Wypisane pozycje:
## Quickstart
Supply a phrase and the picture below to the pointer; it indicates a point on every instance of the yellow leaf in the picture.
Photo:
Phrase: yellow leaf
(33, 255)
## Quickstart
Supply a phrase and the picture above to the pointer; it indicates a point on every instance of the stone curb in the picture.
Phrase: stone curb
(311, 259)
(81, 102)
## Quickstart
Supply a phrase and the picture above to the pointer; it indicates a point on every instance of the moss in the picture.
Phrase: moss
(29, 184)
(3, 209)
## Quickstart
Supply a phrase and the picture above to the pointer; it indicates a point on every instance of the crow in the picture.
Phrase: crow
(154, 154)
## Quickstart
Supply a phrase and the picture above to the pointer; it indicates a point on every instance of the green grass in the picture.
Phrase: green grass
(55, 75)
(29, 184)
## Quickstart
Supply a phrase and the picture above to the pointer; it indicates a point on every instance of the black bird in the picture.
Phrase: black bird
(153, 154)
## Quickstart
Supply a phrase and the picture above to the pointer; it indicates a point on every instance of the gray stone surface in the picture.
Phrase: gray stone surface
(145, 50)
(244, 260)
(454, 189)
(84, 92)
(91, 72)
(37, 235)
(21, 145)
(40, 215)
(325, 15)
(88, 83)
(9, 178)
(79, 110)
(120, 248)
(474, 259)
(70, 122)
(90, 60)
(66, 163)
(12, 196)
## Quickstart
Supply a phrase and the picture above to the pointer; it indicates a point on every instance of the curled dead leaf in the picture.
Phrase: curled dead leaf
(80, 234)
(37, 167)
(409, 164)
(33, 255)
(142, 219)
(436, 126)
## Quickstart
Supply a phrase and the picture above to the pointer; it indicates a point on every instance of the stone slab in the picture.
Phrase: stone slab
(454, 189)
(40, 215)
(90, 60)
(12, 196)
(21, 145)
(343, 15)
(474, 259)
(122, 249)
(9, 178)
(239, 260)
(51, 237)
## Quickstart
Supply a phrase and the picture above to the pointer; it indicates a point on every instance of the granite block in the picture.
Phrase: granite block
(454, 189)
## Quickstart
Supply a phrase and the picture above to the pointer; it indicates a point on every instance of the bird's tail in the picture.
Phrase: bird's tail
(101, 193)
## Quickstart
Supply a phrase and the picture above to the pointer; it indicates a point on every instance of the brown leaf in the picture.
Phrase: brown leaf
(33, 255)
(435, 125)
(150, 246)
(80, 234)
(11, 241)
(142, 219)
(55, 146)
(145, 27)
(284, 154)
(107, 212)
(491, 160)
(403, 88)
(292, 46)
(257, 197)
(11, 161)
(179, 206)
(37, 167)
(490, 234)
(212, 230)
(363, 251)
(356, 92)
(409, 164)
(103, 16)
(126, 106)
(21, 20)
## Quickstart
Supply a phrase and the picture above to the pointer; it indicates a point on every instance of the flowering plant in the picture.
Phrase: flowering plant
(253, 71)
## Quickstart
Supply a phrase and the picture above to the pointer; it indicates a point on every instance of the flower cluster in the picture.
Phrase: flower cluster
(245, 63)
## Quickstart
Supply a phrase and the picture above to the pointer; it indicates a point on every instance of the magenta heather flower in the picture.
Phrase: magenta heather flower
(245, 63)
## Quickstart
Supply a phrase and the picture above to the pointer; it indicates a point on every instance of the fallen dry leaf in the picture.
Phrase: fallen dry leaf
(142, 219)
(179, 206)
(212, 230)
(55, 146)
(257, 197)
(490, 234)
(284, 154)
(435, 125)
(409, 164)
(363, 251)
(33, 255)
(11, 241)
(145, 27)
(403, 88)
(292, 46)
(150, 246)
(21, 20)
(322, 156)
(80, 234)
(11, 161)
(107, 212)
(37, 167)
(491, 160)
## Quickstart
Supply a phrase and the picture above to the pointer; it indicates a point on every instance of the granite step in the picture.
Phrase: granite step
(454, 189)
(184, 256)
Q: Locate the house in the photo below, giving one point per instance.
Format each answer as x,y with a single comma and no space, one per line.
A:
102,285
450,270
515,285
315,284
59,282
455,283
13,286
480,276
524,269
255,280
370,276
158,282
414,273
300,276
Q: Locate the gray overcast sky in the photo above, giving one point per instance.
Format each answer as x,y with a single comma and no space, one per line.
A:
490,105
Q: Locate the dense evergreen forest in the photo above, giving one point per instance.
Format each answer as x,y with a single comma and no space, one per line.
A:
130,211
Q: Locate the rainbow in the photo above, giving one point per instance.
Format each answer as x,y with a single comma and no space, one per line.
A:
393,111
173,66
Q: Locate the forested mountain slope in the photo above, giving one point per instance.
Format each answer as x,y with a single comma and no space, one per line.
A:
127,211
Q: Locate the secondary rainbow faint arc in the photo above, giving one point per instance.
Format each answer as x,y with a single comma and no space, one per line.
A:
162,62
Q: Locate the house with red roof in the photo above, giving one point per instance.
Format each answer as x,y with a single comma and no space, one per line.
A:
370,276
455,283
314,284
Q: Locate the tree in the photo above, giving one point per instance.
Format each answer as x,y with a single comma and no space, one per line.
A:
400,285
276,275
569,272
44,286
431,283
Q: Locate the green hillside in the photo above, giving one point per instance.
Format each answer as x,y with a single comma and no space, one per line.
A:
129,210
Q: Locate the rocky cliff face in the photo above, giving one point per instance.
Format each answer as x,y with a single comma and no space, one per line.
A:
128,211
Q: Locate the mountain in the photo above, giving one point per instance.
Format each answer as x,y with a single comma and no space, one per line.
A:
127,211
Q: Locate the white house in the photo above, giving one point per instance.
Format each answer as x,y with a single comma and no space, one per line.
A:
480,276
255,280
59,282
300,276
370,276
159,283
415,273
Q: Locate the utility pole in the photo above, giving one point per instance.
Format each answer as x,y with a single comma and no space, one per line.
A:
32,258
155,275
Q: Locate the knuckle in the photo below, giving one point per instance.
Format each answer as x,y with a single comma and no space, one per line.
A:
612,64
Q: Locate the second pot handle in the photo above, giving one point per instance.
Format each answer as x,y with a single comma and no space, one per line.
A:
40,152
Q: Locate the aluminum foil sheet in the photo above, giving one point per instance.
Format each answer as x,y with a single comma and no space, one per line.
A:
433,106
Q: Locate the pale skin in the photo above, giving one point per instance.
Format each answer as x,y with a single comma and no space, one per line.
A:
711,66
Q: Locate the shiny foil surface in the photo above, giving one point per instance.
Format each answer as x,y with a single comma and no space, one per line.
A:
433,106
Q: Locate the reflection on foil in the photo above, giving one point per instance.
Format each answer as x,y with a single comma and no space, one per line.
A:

Polecenie: Przepisz bez żadnych zmian wiersze, zaczynając od tego, w którym jest „Q: Locate the knuckle”, a kończąc na ostatnim wierszu pozycji powyżej. Oba te wiersze też przepisz.

Wykonane zadanie:
Q: Locate the knuckle in the photo below, giving one point per instance.
Format each answer as x,y with a single comma and no space, one per line.
A:
612,64
Q: Locate the second pot handle in the photo above, giving one point per instance.
Format each answer as x,y with a single comma and no space, one per line.
A:
40,152
Q: Locate the aluminum foil sheet in the photo above, giving one point per instance.
Format each answer as x,y with a single comma and no space, one per line.
A:
433,106
Q: Locate the pale skin in the photo above, giving one point per instance.
Format each answer as x,y with a single comma and no space, one per line.
A:
711,66
Q: Locate the shiny foil surface in the photo above, giving one point per instance.
Format each answer as x,y with a single comma and no space, one per line.
A:
433,106
Q: Locate the reflection on foil in the photo above, giving one point per instance.
Format each answer as x,y with a single comma and no space, one per line.
A:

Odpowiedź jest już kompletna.